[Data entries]
────────
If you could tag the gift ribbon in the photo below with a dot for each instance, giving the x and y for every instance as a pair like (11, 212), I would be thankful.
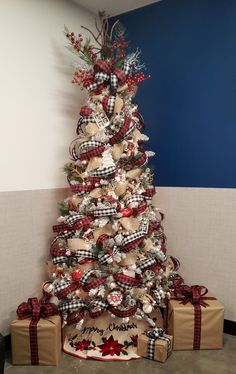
(155, 334)
(195, 296)
(35, 309)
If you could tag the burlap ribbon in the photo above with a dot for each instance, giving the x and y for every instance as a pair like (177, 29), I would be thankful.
(194, 295)
(35, 309)
(155, 334)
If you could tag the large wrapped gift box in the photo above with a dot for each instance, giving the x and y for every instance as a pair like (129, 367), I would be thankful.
(48, 340)
(158, 349)
(196, 324)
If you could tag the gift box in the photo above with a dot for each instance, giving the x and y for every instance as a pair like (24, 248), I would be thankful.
(195, 319)
(155, 345)
(36, 341)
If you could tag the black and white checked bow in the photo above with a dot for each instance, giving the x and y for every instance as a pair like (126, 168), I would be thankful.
(103, 172)
(109, 211)
(145, 264)
(86, 276)
(87, 119)
(97, 305)
(73, 305)
(90, 144)
(111, 104)
(136, 235)
(134, 198)
(83, 253)
(60, 260)
(104, 258)
(74, 218)
(63, 235)
(60, 286)
(155, 334)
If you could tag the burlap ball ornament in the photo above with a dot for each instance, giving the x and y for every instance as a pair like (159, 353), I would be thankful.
(121, 187)
(119, 103)
(130, 259)
(91, 129)
(75, 244)
(129, 224)
(117, 151)
(96, 192)
(136, 135)
(122, 88)
(107, 229)
(76, 200)
(135, 173)
(94, 163)
(147, 245)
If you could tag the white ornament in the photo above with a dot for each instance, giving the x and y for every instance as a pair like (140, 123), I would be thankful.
(147, 308)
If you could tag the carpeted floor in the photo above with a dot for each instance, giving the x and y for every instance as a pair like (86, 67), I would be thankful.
(180, 362)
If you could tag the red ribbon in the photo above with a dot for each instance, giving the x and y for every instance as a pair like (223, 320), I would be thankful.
(195, 296)
(35, 309)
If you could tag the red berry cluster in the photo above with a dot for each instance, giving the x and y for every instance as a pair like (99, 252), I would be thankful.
(119, 46)
(83, 77)
(136, 79)
(77, 45)
(76, 42)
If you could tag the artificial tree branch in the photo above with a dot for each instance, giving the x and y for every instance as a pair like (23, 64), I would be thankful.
(113, 26)
(85, 28)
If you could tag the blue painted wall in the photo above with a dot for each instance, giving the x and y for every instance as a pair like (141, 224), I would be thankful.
(189, 105)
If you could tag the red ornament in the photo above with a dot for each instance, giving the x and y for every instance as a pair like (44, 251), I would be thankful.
(76, 275)
(126, 212)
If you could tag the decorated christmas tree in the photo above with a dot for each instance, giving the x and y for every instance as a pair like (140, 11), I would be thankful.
(109, 270)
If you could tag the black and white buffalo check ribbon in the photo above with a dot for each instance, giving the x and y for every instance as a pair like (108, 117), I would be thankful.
(145, 264)
(86, 276)
(60, 260)
(86, 120)
(104, 212)
(72, 306)
(134, 199)
(104, 258)
(126, 67)
(128, 239)
(130, 130)
(104, 172)
(74, 218)
(84, 253)
(155, 334)
(90, 144)
(63, 235)
(96, 305)
(61, 286)
(110, 104)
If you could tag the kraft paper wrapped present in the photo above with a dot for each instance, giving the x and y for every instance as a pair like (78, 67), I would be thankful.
(155, 345)
(195, 319)
(36, 342)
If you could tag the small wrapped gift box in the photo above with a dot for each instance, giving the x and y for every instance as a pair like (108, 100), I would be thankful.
(195, 319)
(36, 341)
(155, 345)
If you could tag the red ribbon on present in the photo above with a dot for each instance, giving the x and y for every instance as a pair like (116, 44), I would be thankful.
(195, 296)
(35, 309)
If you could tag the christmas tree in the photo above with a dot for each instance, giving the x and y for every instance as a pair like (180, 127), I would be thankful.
(109, 271)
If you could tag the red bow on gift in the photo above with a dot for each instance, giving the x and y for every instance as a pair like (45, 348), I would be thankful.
(192, 294)
(35, 309)
(195, 296)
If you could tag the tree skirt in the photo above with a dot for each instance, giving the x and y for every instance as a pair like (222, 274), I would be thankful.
(106, 338)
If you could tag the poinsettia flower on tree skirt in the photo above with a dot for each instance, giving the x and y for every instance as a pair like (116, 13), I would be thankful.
(134, 339)
(111, 347)
(81, 345)
(110, 270)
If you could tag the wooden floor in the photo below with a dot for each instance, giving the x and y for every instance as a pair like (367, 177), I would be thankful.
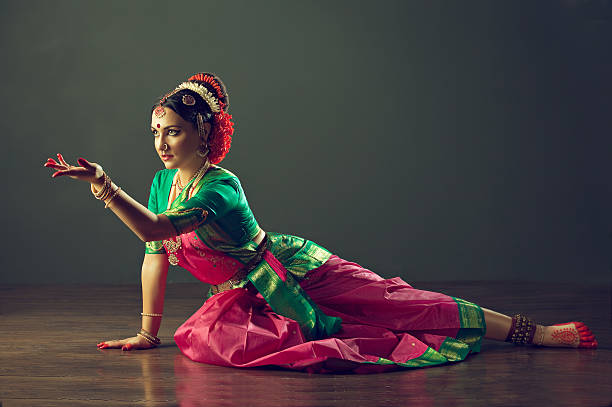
(48, 356)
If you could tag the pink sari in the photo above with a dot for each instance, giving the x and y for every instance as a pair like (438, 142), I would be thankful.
(386, 324)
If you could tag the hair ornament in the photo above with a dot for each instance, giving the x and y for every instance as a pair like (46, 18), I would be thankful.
(201, 90)
(220, 139)
(212, 82)
(188, 100)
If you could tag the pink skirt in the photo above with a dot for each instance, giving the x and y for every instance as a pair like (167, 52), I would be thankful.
(386, 324)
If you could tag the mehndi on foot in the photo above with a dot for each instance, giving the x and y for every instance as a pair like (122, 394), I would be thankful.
(569, 334)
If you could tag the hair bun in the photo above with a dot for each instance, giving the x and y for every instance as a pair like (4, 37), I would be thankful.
(215, 85)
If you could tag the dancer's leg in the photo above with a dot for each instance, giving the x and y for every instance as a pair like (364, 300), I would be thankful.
(498, 325)
(571, 334)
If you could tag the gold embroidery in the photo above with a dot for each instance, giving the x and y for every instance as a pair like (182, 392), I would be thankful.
(172, 245)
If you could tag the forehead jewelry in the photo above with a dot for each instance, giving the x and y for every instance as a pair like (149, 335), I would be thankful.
(159, 112)
(188, 100)
(201, 131)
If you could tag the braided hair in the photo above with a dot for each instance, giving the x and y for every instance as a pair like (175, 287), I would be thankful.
(220, 137)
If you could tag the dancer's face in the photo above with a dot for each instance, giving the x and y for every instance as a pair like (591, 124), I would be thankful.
(176, 140)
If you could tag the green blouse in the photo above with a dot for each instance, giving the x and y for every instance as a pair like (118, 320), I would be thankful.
(220, 214)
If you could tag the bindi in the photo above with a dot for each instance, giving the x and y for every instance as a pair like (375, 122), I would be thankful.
(159, 112)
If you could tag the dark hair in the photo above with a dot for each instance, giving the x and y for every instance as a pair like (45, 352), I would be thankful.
(219, 139)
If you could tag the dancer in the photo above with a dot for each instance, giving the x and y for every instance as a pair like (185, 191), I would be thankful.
(277, 299)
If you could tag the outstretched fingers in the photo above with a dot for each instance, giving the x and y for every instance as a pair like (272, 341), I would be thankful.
(84, 163)
(60, 157)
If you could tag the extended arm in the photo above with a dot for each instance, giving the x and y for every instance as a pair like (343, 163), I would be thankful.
(154, 273)
(153, 276)
(144, 223)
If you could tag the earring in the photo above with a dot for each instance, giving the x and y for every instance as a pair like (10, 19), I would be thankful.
(202, 151)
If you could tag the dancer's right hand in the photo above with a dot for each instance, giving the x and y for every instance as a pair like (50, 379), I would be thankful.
(132, 343)
(90, 172)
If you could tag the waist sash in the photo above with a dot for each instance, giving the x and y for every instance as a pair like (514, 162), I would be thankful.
(283, 293)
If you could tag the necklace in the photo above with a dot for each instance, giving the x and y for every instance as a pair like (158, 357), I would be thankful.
(198, 173)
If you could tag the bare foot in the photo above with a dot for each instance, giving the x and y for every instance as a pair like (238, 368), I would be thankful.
(567, 335)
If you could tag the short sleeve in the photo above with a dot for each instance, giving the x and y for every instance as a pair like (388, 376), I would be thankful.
(212, 201)
(157, 246)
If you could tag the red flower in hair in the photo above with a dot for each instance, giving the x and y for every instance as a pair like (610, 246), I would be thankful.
(220, 139)
(200, 77)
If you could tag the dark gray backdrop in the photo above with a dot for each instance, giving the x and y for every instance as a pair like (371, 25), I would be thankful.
(431, 140)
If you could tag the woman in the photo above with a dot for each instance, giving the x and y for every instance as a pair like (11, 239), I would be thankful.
(277, 299)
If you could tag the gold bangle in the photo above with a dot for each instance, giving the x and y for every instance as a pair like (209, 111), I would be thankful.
(150, 314)
(106, 186)
(112, 197)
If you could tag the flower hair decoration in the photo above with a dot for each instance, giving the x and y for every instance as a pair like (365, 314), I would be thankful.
(201, 90)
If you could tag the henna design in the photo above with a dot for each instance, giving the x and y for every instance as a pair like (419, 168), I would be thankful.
(566, 336)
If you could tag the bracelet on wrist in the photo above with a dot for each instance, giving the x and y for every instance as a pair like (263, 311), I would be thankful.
(112, 197)
(150, 314)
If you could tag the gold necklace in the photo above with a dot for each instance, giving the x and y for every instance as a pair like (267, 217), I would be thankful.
(200, 171)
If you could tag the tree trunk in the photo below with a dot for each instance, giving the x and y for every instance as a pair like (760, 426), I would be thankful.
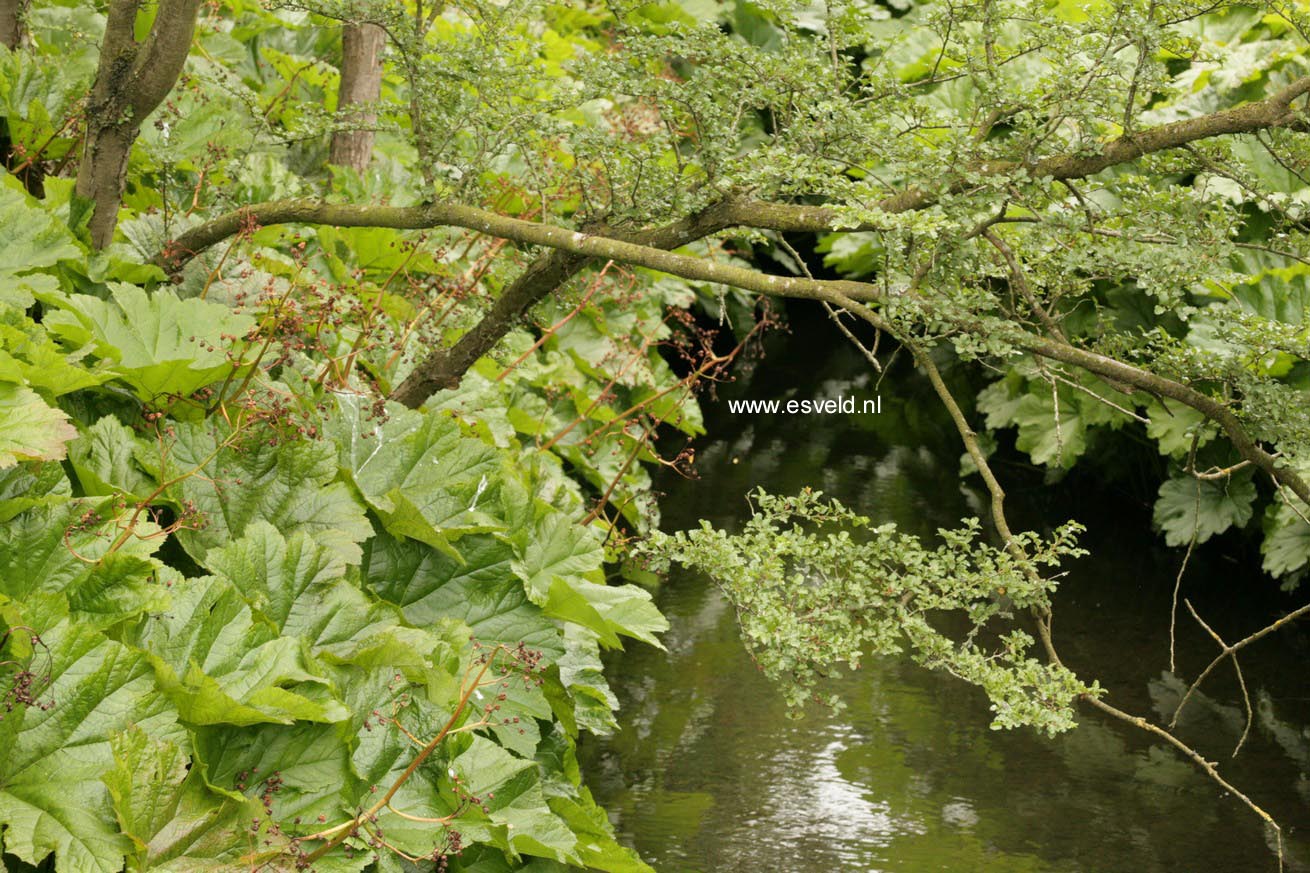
(11, 22)
(360, 84)
(132, 79)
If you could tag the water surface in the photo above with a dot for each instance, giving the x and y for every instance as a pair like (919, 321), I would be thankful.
(709, 774)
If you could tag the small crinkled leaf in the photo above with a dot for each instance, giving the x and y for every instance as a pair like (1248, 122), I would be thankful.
(30, 429)
(51, 795)
(288, 485)
(1207, 507)
(1287, 539)
(160, 345)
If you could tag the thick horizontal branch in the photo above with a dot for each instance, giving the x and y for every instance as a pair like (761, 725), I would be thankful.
────────
**Work to do**
Pictures are not part of the copy. Extract exactly the lines from the line containing "If you could tag the gold necklace" through the final line of the entries above, both included.

**Reply**
If you could tag the gold necklace in the photo above with a dot for each instance, giving the x and y for every instance as a pair like (267, 217), I would be thankful.
(200, 171)
If you could tag the tree trunk in the photo below with a dot for each instance, giving the x and y for every instance as a pair like (760, 426), I would be thankful.
(11, 22)
(360, 84)
(132, 79)
If you could tag the water surface in the photo above with a dot for each instance, giving the x and y for every instance as a pair like (919, 321), I would be thankful.
(709, 774)
If you could tag the small crinkled leaf in the photo above with a dot for each instance, giving the x and y for every instance as a pair like (1248, 122), I would be thankful.
(30, 429)
(51, 795)
(288, 485)
(1207, 507)
(1287, 539)
(160, 345)
If you could tag the thick horizontal branch in the photo above with a dot for each instance, giving the x and y for every instance as a pair like (761, 725), I would be thankful.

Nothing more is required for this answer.